● **IHRE AUFGABE**
Geben Sie aus dem Quellenauszug den Abschnitt von „Seit der Abschaffung“ bis einschließlich „nur noch zwei.“ wortgetreu wieder.

● **QUELLENAUSZUG**

Für den gesamten Raum Heilbronn und Hohenlohe findet sich auf dieser Liste keine durchführende Praxis, die nächste ist demnach in Ludwigsburg. Astrid Tschürtz, zuständig für die Schwangerschaftskonfliktberatung des Landratsamtes Heilbronn, erklärt, dass Betroffene nur durch einen Gynäkologen oder eine Beratungsstelle vollständige Informationen über durchführende Praxen erhalten könnten. "Diese zentrale Liste kann nur freiwillig sein. Viele Ärzte wollen sich nicht so öffentlich listen lassen", sagt sie.
Seit der Abschaffung von Paragraf 219a habe sich zwar verbessert, dass man Informationen grundsätzlich googeln und Praxen finden könne - aber eben kein vollständiges Angebot. Außerdem gebe es immer weniger Ärzte, die bereit seien, einen Schwangerschaftsabbruch durchzuführen. In Heilbronn habe es vor drei Jahren noch vier durchführende Stellen gegeben, heute seien es nur noch zwei.
Im Hohenlohekreis gibt es keine Praxis, die Schwangerschaftsabbrüche durchführt, wie das Landratsamt auf Nachfrage bestätigt. Das Gesundheitsamt schätzt die Informationslage für Frauen als nahezu unverändert ein, der zuverlässigste Weg zu Information sei weiterhin der Besuch in einer Beratungsstelle.

● **DATENAUSZUG**
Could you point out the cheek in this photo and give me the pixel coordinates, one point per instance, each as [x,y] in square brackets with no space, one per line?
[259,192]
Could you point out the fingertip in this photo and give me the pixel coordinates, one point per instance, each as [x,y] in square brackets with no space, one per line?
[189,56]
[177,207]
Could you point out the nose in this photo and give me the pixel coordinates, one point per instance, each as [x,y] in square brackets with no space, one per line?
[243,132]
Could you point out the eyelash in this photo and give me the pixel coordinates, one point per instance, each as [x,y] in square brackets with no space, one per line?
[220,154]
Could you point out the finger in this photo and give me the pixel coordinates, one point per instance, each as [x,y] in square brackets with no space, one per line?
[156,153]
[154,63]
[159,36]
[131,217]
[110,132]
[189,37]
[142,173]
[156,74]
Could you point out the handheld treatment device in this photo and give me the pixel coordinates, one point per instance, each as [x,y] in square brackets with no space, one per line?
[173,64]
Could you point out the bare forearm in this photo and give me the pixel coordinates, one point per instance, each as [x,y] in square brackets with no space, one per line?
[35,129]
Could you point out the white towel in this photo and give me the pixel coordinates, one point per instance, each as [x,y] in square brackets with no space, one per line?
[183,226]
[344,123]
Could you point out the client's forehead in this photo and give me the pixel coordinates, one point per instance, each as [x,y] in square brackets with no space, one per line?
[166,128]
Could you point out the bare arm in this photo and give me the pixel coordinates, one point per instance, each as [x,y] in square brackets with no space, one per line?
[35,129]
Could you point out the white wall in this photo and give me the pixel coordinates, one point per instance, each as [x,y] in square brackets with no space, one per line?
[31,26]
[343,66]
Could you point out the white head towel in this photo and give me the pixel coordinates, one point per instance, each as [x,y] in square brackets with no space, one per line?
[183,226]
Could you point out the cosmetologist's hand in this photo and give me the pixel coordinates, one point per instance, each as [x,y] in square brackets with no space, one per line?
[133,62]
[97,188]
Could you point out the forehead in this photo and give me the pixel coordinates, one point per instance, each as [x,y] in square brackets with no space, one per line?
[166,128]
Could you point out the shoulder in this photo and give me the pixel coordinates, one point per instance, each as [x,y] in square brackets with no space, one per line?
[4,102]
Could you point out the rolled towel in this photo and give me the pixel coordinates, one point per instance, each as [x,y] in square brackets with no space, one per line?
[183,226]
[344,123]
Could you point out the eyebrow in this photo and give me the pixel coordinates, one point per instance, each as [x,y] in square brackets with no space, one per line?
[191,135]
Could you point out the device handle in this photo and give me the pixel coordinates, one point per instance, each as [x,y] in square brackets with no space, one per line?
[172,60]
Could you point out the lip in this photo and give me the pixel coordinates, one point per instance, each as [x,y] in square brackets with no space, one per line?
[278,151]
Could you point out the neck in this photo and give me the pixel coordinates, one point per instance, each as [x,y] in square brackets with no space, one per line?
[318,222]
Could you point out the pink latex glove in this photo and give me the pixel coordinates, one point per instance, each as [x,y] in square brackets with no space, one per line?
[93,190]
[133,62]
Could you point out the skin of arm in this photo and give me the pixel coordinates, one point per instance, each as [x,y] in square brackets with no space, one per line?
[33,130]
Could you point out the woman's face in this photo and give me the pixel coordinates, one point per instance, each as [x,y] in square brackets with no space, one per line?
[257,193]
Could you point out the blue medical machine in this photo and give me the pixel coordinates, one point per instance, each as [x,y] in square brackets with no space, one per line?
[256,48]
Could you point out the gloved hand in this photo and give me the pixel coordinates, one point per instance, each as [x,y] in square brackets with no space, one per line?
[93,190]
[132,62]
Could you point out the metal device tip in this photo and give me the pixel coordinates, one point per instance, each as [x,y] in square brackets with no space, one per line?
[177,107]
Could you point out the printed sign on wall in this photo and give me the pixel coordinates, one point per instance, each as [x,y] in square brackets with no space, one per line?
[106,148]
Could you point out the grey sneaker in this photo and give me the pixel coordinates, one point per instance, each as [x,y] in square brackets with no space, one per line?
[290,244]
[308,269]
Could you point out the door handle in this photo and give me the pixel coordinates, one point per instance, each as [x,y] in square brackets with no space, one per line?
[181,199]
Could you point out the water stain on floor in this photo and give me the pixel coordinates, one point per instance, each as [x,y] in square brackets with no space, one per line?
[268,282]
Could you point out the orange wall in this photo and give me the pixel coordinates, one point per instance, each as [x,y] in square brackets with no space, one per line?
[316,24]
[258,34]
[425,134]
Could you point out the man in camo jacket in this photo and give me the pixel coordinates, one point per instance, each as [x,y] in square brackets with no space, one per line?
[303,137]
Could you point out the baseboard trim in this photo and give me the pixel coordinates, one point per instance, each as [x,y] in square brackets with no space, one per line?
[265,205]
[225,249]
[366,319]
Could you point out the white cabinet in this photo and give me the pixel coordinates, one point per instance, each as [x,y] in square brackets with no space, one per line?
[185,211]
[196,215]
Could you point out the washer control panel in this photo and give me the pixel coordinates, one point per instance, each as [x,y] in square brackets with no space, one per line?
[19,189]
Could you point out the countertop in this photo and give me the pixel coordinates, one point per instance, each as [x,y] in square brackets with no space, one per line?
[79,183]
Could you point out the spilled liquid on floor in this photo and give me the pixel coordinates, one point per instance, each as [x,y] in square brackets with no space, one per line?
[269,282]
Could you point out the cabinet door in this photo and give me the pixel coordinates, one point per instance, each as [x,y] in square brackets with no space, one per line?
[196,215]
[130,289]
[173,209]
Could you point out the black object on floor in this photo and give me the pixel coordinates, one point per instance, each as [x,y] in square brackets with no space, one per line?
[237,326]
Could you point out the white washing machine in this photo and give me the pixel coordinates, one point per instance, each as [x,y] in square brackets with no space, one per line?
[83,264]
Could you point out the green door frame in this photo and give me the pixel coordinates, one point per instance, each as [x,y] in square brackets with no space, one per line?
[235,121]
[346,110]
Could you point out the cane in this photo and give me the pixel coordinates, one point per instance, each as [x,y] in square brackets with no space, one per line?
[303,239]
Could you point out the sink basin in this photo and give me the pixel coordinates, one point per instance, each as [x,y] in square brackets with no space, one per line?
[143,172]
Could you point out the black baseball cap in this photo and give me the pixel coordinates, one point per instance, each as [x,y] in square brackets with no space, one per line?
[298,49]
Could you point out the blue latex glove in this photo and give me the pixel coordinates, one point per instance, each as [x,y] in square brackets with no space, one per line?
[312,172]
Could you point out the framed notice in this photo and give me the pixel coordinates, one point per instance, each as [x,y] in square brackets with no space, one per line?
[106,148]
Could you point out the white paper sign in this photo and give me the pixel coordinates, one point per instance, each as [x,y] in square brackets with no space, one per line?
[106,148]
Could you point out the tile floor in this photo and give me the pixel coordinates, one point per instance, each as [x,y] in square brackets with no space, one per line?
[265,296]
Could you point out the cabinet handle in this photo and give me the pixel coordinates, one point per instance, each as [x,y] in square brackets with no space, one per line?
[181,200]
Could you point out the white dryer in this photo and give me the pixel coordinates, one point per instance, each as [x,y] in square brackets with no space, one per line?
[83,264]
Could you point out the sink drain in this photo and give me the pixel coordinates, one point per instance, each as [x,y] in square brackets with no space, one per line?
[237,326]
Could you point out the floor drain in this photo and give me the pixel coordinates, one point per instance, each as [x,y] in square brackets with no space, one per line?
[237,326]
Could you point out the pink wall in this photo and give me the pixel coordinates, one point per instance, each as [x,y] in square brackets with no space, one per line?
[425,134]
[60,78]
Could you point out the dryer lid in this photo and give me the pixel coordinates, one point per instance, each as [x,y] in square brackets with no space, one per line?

● **ÜBUNGSERGEBNIS**
Seit der Abschaffung von Paragraf 219a habe sich zwar verbessert, dass man Informationen grundsätzlich googeln und Praxen finden könne - aber eben kein vollständiges Angebot. Außerdem gebe es immer weniger Ärzte, die bereit seien, einen Schwangerschaftsabbruch durchzuführen. In Heilbronn habe es vor drei Jahren noch vier durchführende Stellen gegeben, heute seien es nur noch zwei.